■ TASK ■
From the data below, copy exactly the lines that lie between the one holding "Indicate the truck shadow" and the one holding "Indicate the headlight", including both, and nothing more.

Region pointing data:

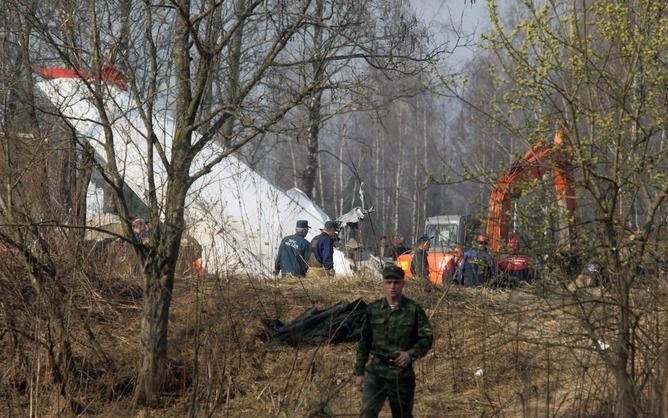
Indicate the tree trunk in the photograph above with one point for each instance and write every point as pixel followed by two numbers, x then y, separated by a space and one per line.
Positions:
pixel 314 104
pixel 153 335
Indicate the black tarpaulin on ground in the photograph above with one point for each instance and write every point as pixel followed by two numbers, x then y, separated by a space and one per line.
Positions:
pixel 338 323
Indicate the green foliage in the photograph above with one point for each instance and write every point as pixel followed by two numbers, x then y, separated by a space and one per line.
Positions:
pixel 598 68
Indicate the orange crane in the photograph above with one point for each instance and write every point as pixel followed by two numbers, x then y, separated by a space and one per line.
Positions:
pixel 453 234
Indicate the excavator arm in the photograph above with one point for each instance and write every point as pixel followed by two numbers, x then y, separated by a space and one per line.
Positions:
pixel 550 155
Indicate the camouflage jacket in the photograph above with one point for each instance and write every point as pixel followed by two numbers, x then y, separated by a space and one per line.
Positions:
pixel 385 332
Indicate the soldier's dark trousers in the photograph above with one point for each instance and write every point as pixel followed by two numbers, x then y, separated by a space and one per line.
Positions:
pixel 400 392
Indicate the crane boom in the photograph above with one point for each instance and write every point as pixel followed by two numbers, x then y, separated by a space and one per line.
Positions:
pixel 553 154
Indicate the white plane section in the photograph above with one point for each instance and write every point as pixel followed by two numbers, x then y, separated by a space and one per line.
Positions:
pixel 236 215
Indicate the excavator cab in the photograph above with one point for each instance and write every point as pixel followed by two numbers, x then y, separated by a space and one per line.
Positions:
pixel 452 235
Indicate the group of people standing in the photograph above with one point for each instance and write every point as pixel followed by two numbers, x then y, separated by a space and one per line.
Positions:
pixel 299 257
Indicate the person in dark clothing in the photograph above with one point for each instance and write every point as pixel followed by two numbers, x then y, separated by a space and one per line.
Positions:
pixel 419 263
pixel 322 251
pixel 397 246
pixel 294 252
pixel 395 333
pixel 478 266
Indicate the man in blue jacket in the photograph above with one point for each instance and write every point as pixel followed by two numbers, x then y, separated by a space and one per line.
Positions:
pixel 294 252
pixel 322 251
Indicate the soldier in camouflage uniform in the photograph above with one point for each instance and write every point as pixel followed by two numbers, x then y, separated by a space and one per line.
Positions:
pixel 396 332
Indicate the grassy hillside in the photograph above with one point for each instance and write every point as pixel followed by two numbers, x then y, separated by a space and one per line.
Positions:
pixel 496 352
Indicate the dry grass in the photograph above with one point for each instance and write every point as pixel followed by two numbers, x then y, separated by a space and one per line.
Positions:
pixel 532 357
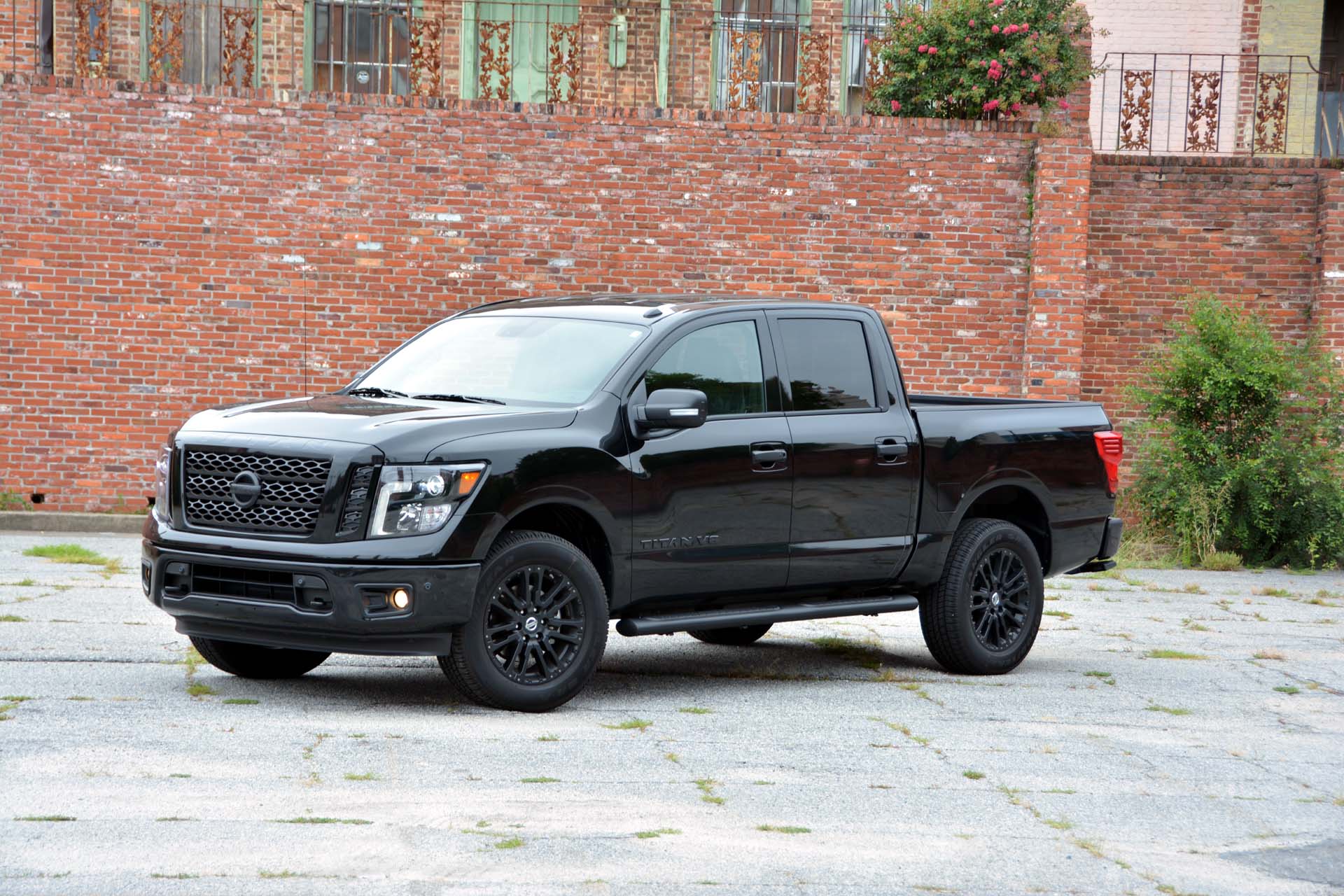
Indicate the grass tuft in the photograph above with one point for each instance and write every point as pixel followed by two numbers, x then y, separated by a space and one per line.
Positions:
pixel 74 554
pixel 1170 711
pixel 651 834
pixel 1174 654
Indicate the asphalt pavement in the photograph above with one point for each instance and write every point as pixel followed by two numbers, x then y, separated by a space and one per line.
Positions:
pixel 1172 732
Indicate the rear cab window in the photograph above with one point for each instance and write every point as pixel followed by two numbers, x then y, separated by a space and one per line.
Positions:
pixel 828 365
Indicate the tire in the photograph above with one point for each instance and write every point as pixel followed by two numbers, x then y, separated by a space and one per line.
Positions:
pixel 983 615
pixel 252 662
pixel 530 580
pixel 734 637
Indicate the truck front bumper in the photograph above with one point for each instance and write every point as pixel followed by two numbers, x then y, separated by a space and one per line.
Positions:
pixel 309 606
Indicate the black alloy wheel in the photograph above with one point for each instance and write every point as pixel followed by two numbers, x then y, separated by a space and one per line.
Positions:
pixel 983 615
pixel 534 625
pixel 537 629
pixel 1000 599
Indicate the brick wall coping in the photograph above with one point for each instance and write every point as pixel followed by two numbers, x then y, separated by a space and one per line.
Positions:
pixel 1211 162
pixel 104 88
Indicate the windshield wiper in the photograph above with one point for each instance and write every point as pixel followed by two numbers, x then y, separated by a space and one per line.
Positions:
pixel 375 391
pixel 472 399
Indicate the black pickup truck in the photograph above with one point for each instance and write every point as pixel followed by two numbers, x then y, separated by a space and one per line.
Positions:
pixel 507 481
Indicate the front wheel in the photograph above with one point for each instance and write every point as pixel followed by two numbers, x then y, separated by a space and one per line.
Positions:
pixel 538 626
pixel 983 615
pixel 251 662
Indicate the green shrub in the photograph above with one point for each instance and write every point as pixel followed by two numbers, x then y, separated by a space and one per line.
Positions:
pixel 1218 562
pixel 974 58
pixel 1243 442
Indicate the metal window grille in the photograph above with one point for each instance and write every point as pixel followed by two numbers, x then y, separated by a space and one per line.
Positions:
pixel 362 46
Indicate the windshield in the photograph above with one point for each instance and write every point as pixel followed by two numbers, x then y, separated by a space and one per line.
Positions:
pixel 515 360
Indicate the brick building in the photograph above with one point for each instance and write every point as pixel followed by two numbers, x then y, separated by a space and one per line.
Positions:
pixel 192 216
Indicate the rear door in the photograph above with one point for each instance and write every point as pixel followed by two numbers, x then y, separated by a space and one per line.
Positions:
pixel 711 505
pixel 855 449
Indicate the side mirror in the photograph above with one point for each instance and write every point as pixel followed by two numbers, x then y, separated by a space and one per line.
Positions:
pixel 672 410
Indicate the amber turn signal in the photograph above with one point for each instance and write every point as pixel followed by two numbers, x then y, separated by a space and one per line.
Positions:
pixel 467 481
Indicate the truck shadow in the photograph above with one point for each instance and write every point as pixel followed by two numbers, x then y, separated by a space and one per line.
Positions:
pixel 628 669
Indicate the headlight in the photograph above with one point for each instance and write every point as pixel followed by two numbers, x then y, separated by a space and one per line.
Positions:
pixel 162 468
pixel 414 500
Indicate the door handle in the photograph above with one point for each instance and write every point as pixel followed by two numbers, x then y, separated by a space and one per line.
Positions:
pixel 892 449
pixel 769 457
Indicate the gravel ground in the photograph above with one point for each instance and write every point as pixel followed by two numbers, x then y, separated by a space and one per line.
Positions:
pixel 1098 767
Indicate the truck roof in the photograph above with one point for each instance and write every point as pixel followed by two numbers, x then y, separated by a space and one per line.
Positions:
pixel 643 308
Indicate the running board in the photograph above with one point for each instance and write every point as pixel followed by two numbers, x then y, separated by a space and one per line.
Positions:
pixel 760 615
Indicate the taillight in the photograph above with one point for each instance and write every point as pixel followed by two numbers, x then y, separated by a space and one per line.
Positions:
pixel 1110 449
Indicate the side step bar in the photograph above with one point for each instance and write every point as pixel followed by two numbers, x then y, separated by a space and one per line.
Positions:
pixel 760 615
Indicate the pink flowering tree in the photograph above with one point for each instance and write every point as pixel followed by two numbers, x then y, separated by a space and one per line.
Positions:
pixel 980 58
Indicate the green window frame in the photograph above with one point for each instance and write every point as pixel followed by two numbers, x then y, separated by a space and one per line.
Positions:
pixel 202 42
pixel 527 45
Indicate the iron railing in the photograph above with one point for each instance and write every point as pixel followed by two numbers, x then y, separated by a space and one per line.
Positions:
pixel 1217 104
pixel 765 57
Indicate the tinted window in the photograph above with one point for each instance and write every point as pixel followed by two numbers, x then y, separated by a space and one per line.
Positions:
pixel 723 362
pixel 828 365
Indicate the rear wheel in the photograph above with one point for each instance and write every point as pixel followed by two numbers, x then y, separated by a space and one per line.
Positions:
pixel 734 637
pixel 984 613
pixel 538 626
pixel 252 662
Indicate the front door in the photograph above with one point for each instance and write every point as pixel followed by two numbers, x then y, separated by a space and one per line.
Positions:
pixel 855 450
pixel 713 504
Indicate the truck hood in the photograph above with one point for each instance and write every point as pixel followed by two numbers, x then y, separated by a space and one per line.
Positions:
pixel 403 430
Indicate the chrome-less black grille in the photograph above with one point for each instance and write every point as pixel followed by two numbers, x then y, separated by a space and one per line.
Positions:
pixel 253 492
pixel 237 582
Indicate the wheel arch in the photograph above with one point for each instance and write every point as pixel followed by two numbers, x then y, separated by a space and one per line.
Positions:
pixel 571 522
pixel 1021 500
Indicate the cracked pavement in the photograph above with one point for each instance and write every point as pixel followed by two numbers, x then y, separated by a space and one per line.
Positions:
pixel 834 755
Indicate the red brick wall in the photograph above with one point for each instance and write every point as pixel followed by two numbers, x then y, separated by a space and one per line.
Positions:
pixel 1163 229
pixel 163 253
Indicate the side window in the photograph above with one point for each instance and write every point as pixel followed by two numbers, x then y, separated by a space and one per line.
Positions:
pixel 723 362
pixel 828 365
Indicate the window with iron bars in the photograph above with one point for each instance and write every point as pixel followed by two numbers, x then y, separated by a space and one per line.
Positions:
pixel 756 52
pixel 864 22
pixel 359 46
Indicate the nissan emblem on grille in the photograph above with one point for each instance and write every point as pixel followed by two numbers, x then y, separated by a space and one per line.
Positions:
pixel 229 489
pixel 246 488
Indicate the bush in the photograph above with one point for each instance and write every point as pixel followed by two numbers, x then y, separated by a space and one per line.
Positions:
pixel 1243 448
pixel 974 58
pixel 1221 562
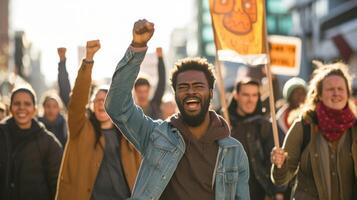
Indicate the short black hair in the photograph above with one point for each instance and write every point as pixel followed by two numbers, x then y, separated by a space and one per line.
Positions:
pixel 246 81
pixel 197 64
pixel 141 81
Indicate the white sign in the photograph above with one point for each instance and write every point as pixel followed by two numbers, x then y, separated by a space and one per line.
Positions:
pixel 285 55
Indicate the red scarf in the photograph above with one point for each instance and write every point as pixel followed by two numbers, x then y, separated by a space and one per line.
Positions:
pixel 333 123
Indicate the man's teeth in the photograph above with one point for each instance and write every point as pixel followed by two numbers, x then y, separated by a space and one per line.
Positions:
pixel 21 114
pixel 192 101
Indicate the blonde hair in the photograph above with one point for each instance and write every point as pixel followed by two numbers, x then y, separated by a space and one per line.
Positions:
pixel 319 74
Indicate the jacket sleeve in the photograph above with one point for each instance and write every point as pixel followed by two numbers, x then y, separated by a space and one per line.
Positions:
pixel 242 192
pixel 79 100
pixel 63 82
pixel 160 89
pixel 53 162
pixel 292 145
pixel 119 104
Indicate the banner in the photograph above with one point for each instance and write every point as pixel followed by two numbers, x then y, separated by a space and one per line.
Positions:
pixel 285 55
pixel 239 30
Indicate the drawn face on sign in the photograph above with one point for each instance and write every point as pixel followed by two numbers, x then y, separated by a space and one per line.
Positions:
pixel 239 15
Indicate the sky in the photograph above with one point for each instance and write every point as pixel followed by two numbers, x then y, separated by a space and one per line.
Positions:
pixel 49 24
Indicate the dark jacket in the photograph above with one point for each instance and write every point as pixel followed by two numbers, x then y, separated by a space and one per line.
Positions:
pixel 30 170
pixel 82 159
pixel 254 131
pixel 306 162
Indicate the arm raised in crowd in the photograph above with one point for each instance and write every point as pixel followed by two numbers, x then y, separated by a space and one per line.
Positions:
pixel 63 80
pixel 160 89
pixel 286 160
pixel 79 99
pixel 131 120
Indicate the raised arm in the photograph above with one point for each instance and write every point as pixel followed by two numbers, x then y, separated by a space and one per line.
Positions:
pixel 160 89
pixel 79 99
pixel 63 80
pixel 286 161
pixel 131 120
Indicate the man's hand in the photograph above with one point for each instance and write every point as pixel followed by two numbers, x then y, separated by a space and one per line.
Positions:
pixel 92 47
pixel 142 32
pixel 278 156
pixel 159 52
pixel 61 53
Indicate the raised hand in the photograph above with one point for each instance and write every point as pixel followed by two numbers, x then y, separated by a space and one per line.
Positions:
pixel 62 53
pixel 159 52
pixel 278 156
pixel 142 33
pixel 92 47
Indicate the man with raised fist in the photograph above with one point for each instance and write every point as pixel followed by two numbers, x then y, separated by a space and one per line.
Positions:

■ PROBLEM SOLUTION ■
Indicate the truck shadow in the photograph above with one point for each instance and write every point as pixel followed by two numbers, x then y, separated by a space and one per line.
Positions:
pixel 628 669
Indicate the headlight in the photograph above with one point for each instance and write every point as pixel followed by two numbers, x then y, separated by a space and one per line.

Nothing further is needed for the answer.